▶ _Exercise brief_: Write the records out again, unchanged.
-------- Record excerpts --------
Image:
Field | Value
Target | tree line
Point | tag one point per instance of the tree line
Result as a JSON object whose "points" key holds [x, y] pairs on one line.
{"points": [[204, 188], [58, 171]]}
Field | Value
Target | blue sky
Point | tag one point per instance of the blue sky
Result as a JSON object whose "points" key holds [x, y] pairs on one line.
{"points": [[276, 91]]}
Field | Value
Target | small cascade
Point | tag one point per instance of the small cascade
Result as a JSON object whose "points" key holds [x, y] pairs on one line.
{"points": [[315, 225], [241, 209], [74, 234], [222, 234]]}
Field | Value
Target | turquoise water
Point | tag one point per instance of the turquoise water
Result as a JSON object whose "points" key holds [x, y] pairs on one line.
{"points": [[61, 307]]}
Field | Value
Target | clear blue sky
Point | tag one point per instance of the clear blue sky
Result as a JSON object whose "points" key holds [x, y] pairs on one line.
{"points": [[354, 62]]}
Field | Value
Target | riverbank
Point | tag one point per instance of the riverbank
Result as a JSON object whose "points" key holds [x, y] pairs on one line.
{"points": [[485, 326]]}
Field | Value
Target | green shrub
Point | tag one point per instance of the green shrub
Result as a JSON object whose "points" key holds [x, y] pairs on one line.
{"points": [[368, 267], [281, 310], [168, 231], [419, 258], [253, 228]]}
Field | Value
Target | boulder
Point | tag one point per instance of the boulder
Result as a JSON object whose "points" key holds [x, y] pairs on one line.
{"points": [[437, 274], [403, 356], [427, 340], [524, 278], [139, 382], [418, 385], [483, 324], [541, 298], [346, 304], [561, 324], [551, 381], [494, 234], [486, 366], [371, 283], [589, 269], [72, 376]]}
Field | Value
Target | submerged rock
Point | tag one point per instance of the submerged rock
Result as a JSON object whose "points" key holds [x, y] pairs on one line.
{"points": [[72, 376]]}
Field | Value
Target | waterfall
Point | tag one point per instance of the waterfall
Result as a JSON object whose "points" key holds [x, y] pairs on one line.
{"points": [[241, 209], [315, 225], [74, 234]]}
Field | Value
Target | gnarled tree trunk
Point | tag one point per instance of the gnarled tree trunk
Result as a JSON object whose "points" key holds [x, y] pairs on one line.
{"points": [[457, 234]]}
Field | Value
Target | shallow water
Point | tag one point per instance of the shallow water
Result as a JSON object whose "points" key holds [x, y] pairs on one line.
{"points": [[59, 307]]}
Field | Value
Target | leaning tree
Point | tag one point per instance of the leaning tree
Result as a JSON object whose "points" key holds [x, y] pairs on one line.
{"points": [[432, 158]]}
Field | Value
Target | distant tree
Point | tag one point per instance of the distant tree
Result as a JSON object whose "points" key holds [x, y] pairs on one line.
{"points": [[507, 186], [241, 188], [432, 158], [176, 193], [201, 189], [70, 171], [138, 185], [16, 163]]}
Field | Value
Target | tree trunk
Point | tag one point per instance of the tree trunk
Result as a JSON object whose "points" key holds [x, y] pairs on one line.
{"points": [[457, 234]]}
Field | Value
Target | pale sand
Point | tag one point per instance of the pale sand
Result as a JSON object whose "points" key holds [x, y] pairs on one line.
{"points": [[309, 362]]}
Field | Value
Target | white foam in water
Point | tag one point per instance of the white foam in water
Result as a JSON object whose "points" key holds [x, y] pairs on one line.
--------
▶ _Answer section_:
Image:
Field | Value
Target | tree line
Point | tag one point per instance of the tree line
Result as a JSON object whose "points" key holds [x, y] pairs on one line.
{"points": [[204, 188], [58, 171]]}
Field | Value
Target | blue sky
Point | tag one point per instance of the blue sky
Result as a JSON object whose "points" key holds [x, y] pairs on one line.
{"points": [[276, 91]]}
Field | Value
Target | small cascade
Point | tag one point per instance of the small cascade
Result as a JSON object whose "points" key holds [x, y] pairs on one line.
{"points": [[315, 225], [241, 209], [74, 234], [222, 234]]}
Field | Value
Target | turquoise water
Point | tag one point per instance of the turquoise water
Result as a JSON object whose "points" key holds [x, y] pairs on one line.
{"points": [[61, 307]]}
Field | Value
Target | clear blue sky
Point | tag one point per instance of the clear blue sky
Result as a JSON object whose "points" key holds [x, y] pairs on one line.
{"points": [[354, 62]]}
Field | Value
Target | riverbank
Point | tag one point per instance of the riverbank
Result as a JSON object whose "points" key holds [x, y] pairs on one line.
{"points": [[485, 326]]}
Field | Value
Target | green shrub
Point | tag one point per instance of the green shrub
Result as a JSON object whose "points" key holds [x, y] pairs on one line.
{"points": [[368, 267], [281, 310], [168, 231], [419, 258], [253, 228]]}
Field | Value
Target | boulder
Point | tag one point per instance of the boulder
Result as a JSON object whose "points" key holds [x, y] pairs on one line.
{"points": [[437, 274], [403, 356], [427, 340], [524, 278], [139, 382], [418, 385], [483, 324], [541, 298], [346, 304], [561, 324], [551, 381], [494, 234], [486, 366], [371, 283], [589, 269], [72, 376]]}
Field | Value
Target | submerged rock
Point | tag one point per instance of the submerged rock
Result as a JSON object whose "points" key holds [x, y] pairs on one line.
{"points": [[72, 376]]}
Field | Value
Target | waterfall
Point | tag one point per instance of the waterfall
Result as a JSON object whose "points" key holds [x, y] pairs on one line.
{"points": [[241, 209], [315, 225], [74, 234]]}
Field | Value
Target | gnarled tree trunk
Point | tag one point per instance of the gnarled tree trunk
Result as a JSON object whose "points" key holds [x, y] pairs on one line.
{"points": [[457, 234]]}
Field | Value
Target | shallow water
Point | tag one point per instance of the shallow water
Result as a JSON object whose "points" key holds [x, y] pairs on one line.
{"points": [[59, 307]]}
Field | Value
Target | leaning tree
Point | tag one point per instance of the leaning tree
Result as a JSON object whose "points" key holds [x, y] pairs on one line.
{"points": [[432, 158]]}
Field | Value
Target | distant tree
Point | tag one point per instance of the distant tree
Result as a JSON object whose "points" key holds [x, y] pairs on one line.
{"points": [[507, 186], [241, 188], [432, 158], [176, 193], [201, 189], [70, 171], [138, 185], [16, 163]]}
Field | Value
Target | tree trunk
Point | tag one point per instance of the tree trunk
Result as a JSON object whose "points" key holds [x, y] pairs on one line.
{"points": [[457, 234]]}
Field | Value
Target | pale sand
Point | tag one point per instance of the pale sand
Result as a JSON object whose "points" key holds [x, y] pairs on one line.
{"points": [[309, 362]]}
Field | Value
Target | white foam in water
Point | tag one point per instance of the white foam in water
Result as a JSON object whose "points" key holds [x, y] pairs on one line.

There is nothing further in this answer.